### Exercise
Copy the entries below exactly, starting from the first line and stopping after the line that contains "211], [955, 197]]". Leave the pictures out of your copy.

### Extracted entries
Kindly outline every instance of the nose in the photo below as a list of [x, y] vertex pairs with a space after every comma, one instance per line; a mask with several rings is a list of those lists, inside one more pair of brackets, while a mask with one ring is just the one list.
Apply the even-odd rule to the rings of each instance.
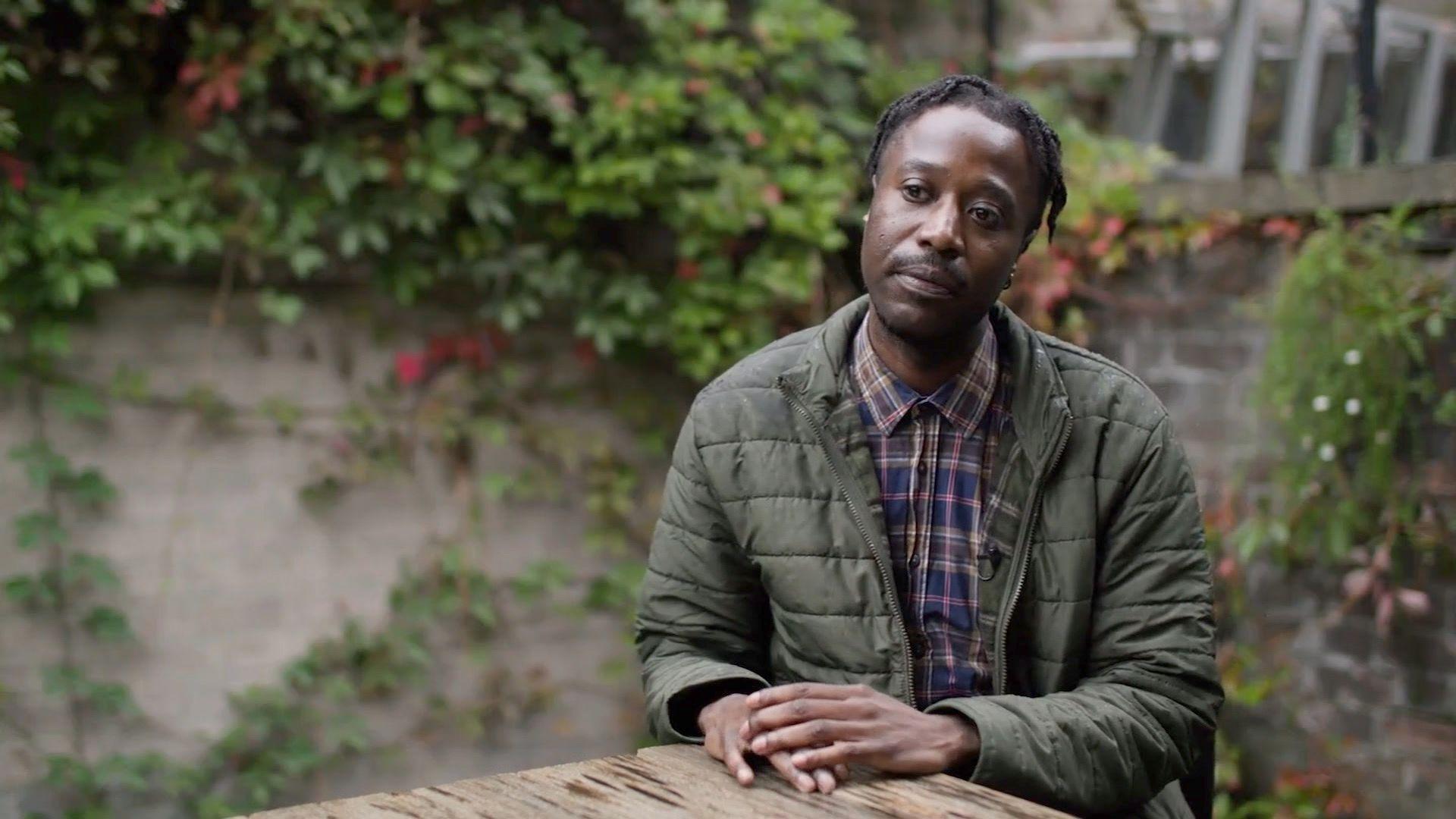
[[941, 197], [925, 214], [925, 222], [916, 232], [916, 242], [942, 256], [957, 258], [965, 254], [961, 239], [961, 211], [955, 197]]

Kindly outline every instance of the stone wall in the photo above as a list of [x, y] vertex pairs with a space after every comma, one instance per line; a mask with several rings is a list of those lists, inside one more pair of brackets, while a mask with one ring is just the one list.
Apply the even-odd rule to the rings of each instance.
[[[1259, 452], [1251, 399], [1265, 338], [1257, 307], [1284, 254], [1274, 242], [1229, 242], [1165, 259], [1120, 274], [1089, 312], [1092, 347], [1142, 376], [1166, 402], [1206, 503], [1217, 501]], [[121, 363], [140, 364], [157, 392], [207, 382], [239, 405], [287, 395], [306, 410], [293, 437], [256, 423], [218, 434], [186, 412], [128, 405], [116, 408], [106, 428], [52, 426], [60, 449], [79, 463], [102, 466], [121, 490], [115, 507], [80, 526], [73, 544], [108, 554], [121, 567], [127, 597], [119, 606], [140, 635], [138, 646], [84, 651], [83, 662], [127, 682], [147, 714], [124, 733], [96, 732], [93, 753], [197, 752], [229, 723], [229, 692], [275, 682], [285, 662], [336, 634], [347, 618], [377, 622], [400, 561], [457, 535], [460, 510], [430, 453], [419, 455], [411, 474], [364, 484], [325, 514], [298, 498], [298, 488], [316, 477], [325, 446], [319, 436], [389, 372], [393, 350], [419, 344], [428, 332], [425, 316], [386, 313], [381, 324], [392, 341], [379, 341], [380, 328], [361, 318], [370, 312], [358, 309], [358, 293], [323, 291], [310, 294], [297, 326], [258, 321], [240, 306], [213, 331], [211, 299], [182, 284], [114, 293], [76, 340], [79, 364], [98, 379]], [[606, 412], [582, 411], [574, 423], [603, 436], [625, 434]], [[28, 440], [31, 424], [22, 407], [0, 404], [0, 450]], [[1456, 461], [1449, 443], [1443, 453]], [[501, 447], [479, 458], [505, 468], [521, 453]], [[645, 479], [660, 482], [661, 472]], [[13, 465], [0, 468], [0, 520], [36, 500]], [[594, 560], [581, 545], [588, 519], [579, 503], [496, 504], [486, 516], [496, 523], [472, 541], [470, 554], [492, 576], [510, 577], [539, 557]], [[0, 549], [0, 576], [33, 568], [32, 558]], [[1433, 806], [1449, 804], [1456, 797], [1456, 586], [1434, 587], [1431, 616], [1402, 627], [1392, 640], [1376, 634], [1367, 611], [1324, 622], [1338, 602], [1335, 577], [1252, 567], [1246, 593], [1248, 615], [1224, 630], [1289, 669], [1270, 702], [1230, 705], [1226, 713], [1255, 783], [1267, 784], [1281, 765], [1332, 759], [1357, 777], [1379, 813], [1436, 815]], [[54, 630], [7, 606], [0, 647], [0, 682], [15, 692], [10, 716], [32, 727], [42, 751], [64, 749], [64, 714], [38, 681], [39, 667], [58, 651]], [[494, 646], [495, 656], [517, 673], [540, 669], [559, 688], [549, 711], [478, 742], [418, 742], [411, 739], [414, 726], [384, 718], [381, 736], [399, 739], [403, 753], [331, 774], [297, 797], [414, 787], [623, 751], [642, 729], [636, 681], [629, 673], [598, 682], [597, 672], [625, 648], [612, 618], [517, 616]], [[0, 733], [0, 818], [31, 804], [22, 785], [39, 771], [35, 749]]]
[[[540, 558], [584, 571], [597, 561], [582, 549], [590, 519], [569, 488], [561, 503], [486, 504], [485, 533], [462, 538], [460, 501], [441, 462], [424, 450], [406, 472], [358, 484], [326, 510], [309, 509], [298, 491], [319, 477], [335, 418], [387, 377], [392, 350], [422, 344], [430, 316], [386, 309], [371, 319], [377, 305], [360, 293], [332, 290], [310, 296], [298, 325], [281, 326], [262, 321], [250, 297], [239, 296], [227, 325], [213, 331], [211, 305], [213, 293], [192, 286], [112, 293], [100, 300], [95, 325], [76, 334], [76, 364], [103, 383], [118, 366], [140, 367], [157, 395], [208, 383], [233, 407], [284, 396], [303, 408], [293, 434], [280, 434], [256, 415], [240, 414], [229, 430], [217, 431], [185, 410], [121, 402], [102, 427], [48, 418], [57, 450], [77, 466], [99, 466], [118, 488], [106, 513], [76, 526], [70, 548], [100, 552], [116, 564], [125, 595], [108, 602], [127, 612], [138, 635], [124, 646], [79, 641], [80, 665], [99, 679], [125, 682], [144, 714], [121, 723], [90, 720], [92, 758], [146, 749], [198, 753], [230, 724], [229, 694], [277, 683], [290, 660], [314, 640], [338, 635], [349, 618], [379, 624], [402, 563], [419, 561], [441, 541], [463, 539], [469, 560], [498, 579]], [[389, 341], [380, 341], [380, 325], [387, 326]], [[565, 421], [601, 436], [625, 434], [606, 412]], [[32, 434], [25, 407], [0, 398], [0, 452]], [[486, 471], [521, 461], [513, 447], [476, 453]], [[661, 481], [661, 474], [646, 479]], [[7, 539], [0, 577], [33, 571], [41, 555], [12, 546], [9, 522], [35, 509], [38, 494], [9, 461], [0, 463], [0, 487]], [[547, 713], [478, 742], [450, 736], [421, 742], [418, 726], [376, 714], [376, 736], [403, 752], [316, 780], [297, 800], [630, 748], [642, 733], [636, 679], [628, 673], [598, 683], [603, 663], [630, 656], [622, 624], [607, 615], [575, 621], [517, 612], [511, 619], [491, 644], [494, 662], [517, 676], [542, 676], [556, 691]], [[454, 648], [464, 656], [470, 646]], [[44, 772], [44, 753], [68, 751], [60, 700], [41, 692], [41, 669], [58, 657], [51, 622], [0, 602], [0, 683], [12, 694], [0, 704], [6, 710], [0, 716], [12, 720], [0, 721], [0, 819], [44, 807], [29, 802], [23, 785]], [[32, 742], [7, 730], [10, 724], [26, 726]]]
[[[1092, 347], [1166, 404], [1206, 509], [1235, 488], [1259, 488], [1254, 391], [1267, 332], [1258, 310], [1286, 254], [1277, 242], [1232, 242], [1165, 259], [1120, 275], [1089, 313]], [[1456, 463], [1450, 434], [1431, 446], [1433, 461]], [[1264, 704], [1224, 708], [1249, 784], [1270, 788], [1281, 768], [1328, 765], [1373, 815], [1447, 815], [1456, 800], [1456, 583], [1427, 586], [1431, 614], [1398, 622], [1386, 638], [1369, 605], [1332, 616], [1342, 599], [1337, 574], [1254, 564], [1242, 580], [1242, 614], [1220, 628], [1254, 647], [1265, 672], [1286, 675]]]

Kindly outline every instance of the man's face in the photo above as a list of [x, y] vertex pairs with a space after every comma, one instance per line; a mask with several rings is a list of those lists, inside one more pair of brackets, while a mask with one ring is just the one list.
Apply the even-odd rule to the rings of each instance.
[[885, 326], [916, 342], [968, 334], [1040, 222], [1021, 134], [957, 105], [900, 127], [875, 173], [859, 261]]

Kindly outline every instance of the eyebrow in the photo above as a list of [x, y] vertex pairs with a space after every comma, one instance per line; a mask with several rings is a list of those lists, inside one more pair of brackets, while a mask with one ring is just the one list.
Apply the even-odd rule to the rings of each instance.
[[[923, 159], [907, 159], [900, 163], [901, 173], [943, 173], [945, 166], [938, 162], [926, 162]], [[1000, 179], [993, 176], [986, 176], [977, 182], [977, 187], [989, 187], [1009, 208], [1016, 207], [1016, 194], [1010, 191]]]

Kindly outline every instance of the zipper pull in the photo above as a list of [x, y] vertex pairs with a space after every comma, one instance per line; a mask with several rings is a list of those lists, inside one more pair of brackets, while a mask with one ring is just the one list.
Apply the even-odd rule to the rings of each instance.
[[978, 580], [990, 580], [996, 577], [996, 568], [1000, 567], [1000, 549], [996, 544], [992, 544], [981, 552], [981, 557], [976, 560], [976, 577]]

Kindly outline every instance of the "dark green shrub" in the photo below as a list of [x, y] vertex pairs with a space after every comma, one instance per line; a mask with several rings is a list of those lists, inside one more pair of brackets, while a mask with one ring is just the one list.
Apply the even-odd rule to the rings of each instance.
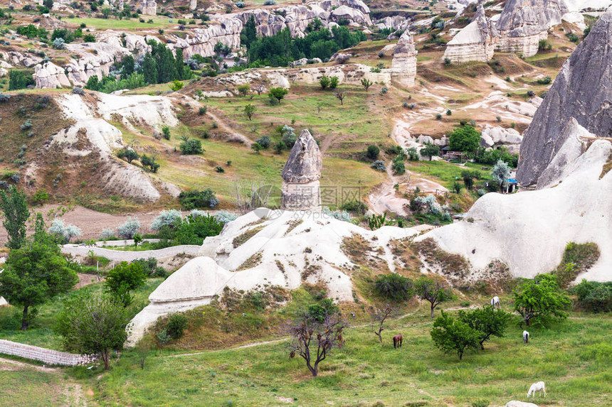
[[201, 191], [183, 191], [179, 195], [179, 202], [187, 210], [213, 208], [219, 204], [215, 192], [210, 188]]
[[181, 314], [172, 314], [168, 318], [166, 332], [173, 340], [183, 337], [183, 331], [187, 327], [187, 317]]
[[384, 274], [374, 282], [376, 293], [391, 301], [406, 301], [414, 295], [412, 281], [399, 274]]

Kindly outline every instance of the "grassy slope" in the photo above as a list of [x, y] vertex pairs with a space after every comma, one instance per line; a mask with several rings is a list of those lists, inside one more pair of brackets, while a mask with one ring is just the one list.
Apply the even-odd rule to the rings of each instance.
[[[135, 354], [124, 354], [100, 383], [97, 398], [103, 405], [138, 406], [277, 406], [283, 403], [280, 398], [302, 406], [371, 406], [379, 401], [379, 406], [470, 406], [478, 399], [503, 405], [526, 401], [529, 386], [543, 380], [547, 405], [612, 403], [609, 315], [574, 315], [549, 330], [531, 328], [528, 347], [513, 327], [507, 337], [459, 362], [433, 347], [431, 321], [425, 314], [421, 310], [391, 321], [383, 345], [369, 328], [351, 329], [346, 346], [322, 363], [315, 379], [302, 360], [287, 357], [283, 342], [158, 355], [147, 359], [144, 370]], [[399, 350], [391, 345], [396, 332], [405, 338]]]
[[[162, 281], [162, 278], [149, 279], [144, 287], [134, 292], [134, 298], [130, 306], [130, 313], [132, 315], [135, 315], [149, 303], [149, 295]], [[80, 288], [78, 291], [101, 292], [103, 287], [103, 283], [99, 283]], [[77, 291], [72, 291], [66, 295], [56, 298], [39, 307], [38, 317], [34, 319], [26, 331], [19, 330], [21, 308], [11, 306], [0, 308], [0, 339], [62, 350], [61, 337], [53, 332], [53, 325], [58, 313], [62, 310], [63, 300], [76, 293]]]

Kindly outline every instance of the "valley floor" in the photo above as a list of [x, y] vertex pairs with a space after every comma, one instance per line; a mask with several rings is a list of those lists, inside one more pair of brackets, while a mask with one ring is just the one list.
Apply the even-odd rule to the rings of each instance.
[[[301, 359], [288, 357], [280, 340], [204, 352], [153, 351], [144, 369], [137, 352], [125, 352], [104, 374], [78, 368], [60, 376], [32, 368], [27, 381], [14, 376], [14, 362], [2, 359], [0, 386], [11, 389], [3, 394], [11, 405], [23, 406], [75, 405], [68, 384], [76, 381], [85, 394], [93, 391], [89, 405], [470, 406], [527, 401], [531, 384], [544, 381], [548, 396], [537, 398], [539, 406], [612, 405], [610, 315], [574, 313], [549, 329], [531, 327], [529, 345], [512, 325], [505, 337], [460, 362], [433, 347], [427, 313], [421, 307], [391, 320], [382, 344], [367, 321], [354, 322], [345, 346], [322, 362], [317, 378]], [[397, 332], [404, 343], [394, 349], [391, 337]]]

### Complete output
Kindly outline every instance of the nose in the photo below as a list of [x, y] vertex pairs with a space after every comma, one instance per line; a mask with several rings is a list of those lists, inside one more pair of brackets, while a mask with one ring is just the one list.
Apply the even-odd rule to the rings of each instance.
[[941, 197], [925, 214], [925, 222], [916, 232], [916, 242], [942, 256], [957, 258], [965, 254], [961, 239], [961, 211], [955, 197]]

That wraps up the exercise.